◆ Page extract:
--*--

Supermarket chains, flush with cash, are leading the retail industry in adopting technology and in opening stores. As an essential business sector that played a critical role in ensuring food supply during a time of great uncertainty, grocery retailers were among the biggest retail success stories of the pandemic. The U.S. grocery sector grew by 9.4% in 2020 and sustained that growth in 2021; total grocery sales reached $803 billion, representing a nearly 16% increase over pre-pandemic levels, according to JLL’s Grocery Tracker 2022 report.

Aldi continues to lead the pack. The German supermarket chain opened 88 stores in 2021, totaling 2.2 million square feet. It plans to open about 150 stores by the end of 2022, which would give it 2,158 and make it the third-largest grocery retailer in the U.S. by store count, behind Kroger and Walmart.

Other grocers in heavy expansion mode in 2021 include Publix, which added 1.3 million square feet in Florida, and Grocery Outlet, which opened just shy of 900,000 square feet concentrated on the West Coast. Food Lion, a subsidiary of Ahold Delhaize, also expanded its store count considerably, the bulk via the acquisition of 71 stores from Southeastern Grocers.

Smaller-format stores showed significant expansion in 2021, as well. In addition to Aldi, whose locations tend to average around 25,000 square feet, new stores came from Lidl, whose stores average 15,000, and Sprouts Farmers Market, whose units average 25,000. Lidl has opened 52 stores since August 2020 to bring its count to 167. Sprouts added 20 U.S. locations.

--*--

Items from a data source
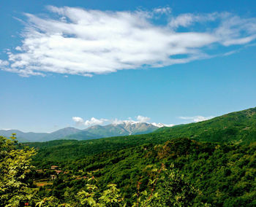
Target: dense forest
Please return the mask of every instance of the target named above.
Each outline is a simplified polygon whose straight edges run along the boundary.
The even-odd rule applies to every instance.
[[[146,135],[22,145],[1,138],[1,206],[256,206],[256,108]],[[28,157],[18,161],[18,187],[7,181],[13,176],[4,179],[6,152]]]

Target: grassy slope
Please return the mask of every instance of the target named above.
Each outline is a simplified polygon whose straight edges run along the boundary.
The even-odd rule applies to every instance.
[[[164,128],[156,133],[170,138],[188,137],[198,141],[228,142],[256,141],[256,108],[233,112],[207,121]]]
[[[110,137],[89,141],[58,140],[29,143],[39,148],[36,160],[49,162],[79,159],[105,151],[127,149],[143,144],[162,144],[174,138],[190,138],[197,141],[230,142],[256,141],[256,108],[227,114],[210,120],[165,128],[157,132],[137,136]]]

--*--

◆ Work instruction: Please reproduce the part of the grocery industry text starting at "Supermarket chains, flush" and ending at "Tracker 2022 report.", word for word. The records are separate material with no connection to the grocery industry text.

◆ Answer for this exercise:
Supermarket chains, flush with cash, are leading the retail industry in adopting technology and in opening stores. As an essential business sector that played a critical role in ensuring food supply during a time of great uncertainty, grocery retailers were among the biggest retail success stories of the pandemic. The U.S. grocery sector grew by 9.4% in 2020 and sustained that growth in 2021; total grocery sales reached $803 billion, representing a nearly 16% increase over pre-pandemic levels, according to JLL’s Grocery Tracker 2022 report.